Provided text:
Baby’s first curse

A couple of days ago, Nate Silver’s new Five Thirty Eight site posted a piece called Baby’s First Profanity, in reference to an academic study that looked at the first time parents remember their children using a word that parents shouldn’t use in front of children.

Here’s a chart that tracks swear words from ages 1-12:

chalabi-curse-words

According to the post:

A study published last year in the American Journal of Psychology collected “data about the emergence of adult like swearing in children.” The authors, Timothy Jay and Kristin Jay, recorded observations of children ages 1 through 12 and adults using taboo utterances, which “were described as offensive words and phrases (e.g. fuck), insults or name calling (e.g. douchebag), and clinical terms (e.g. penis), as well as abusive expressions (e.g. I hate you).”

Data segment:
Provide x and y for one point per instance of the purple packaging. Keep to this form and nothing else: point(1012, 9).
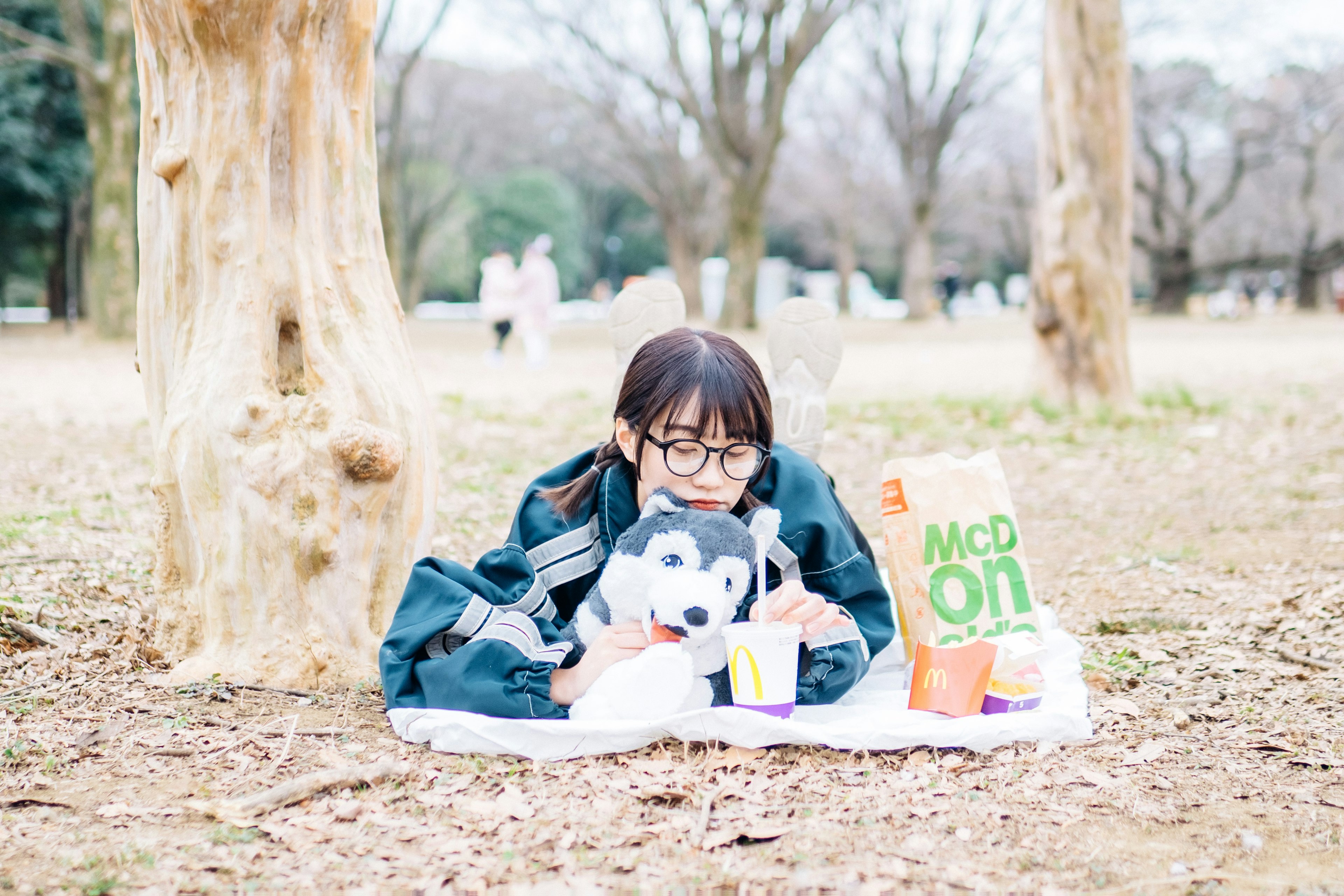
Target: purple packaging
point(996, 703)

Work to complete:
**1.** Which categories of taboo utterances does the article on children's swearing name?
**2.** Retype the passage of the article on children's swearing that begins at the words "Baby’s first curse" and stops after "front of children.".
The listing has no connection to the article on children's swearing.

Results in order:
**1.** Offensive words and phrases; insults or name calling; clinical terms; abusive expressions

**2.**
Baby’s first curse

A couple of days ago, Nate Silver’s new Five Thirty Eight site posted a piece called Baby’s First Profanity, in reference to an academic study that looked at the first time parents remember their children using a word that parents shouldn’t use in front of children.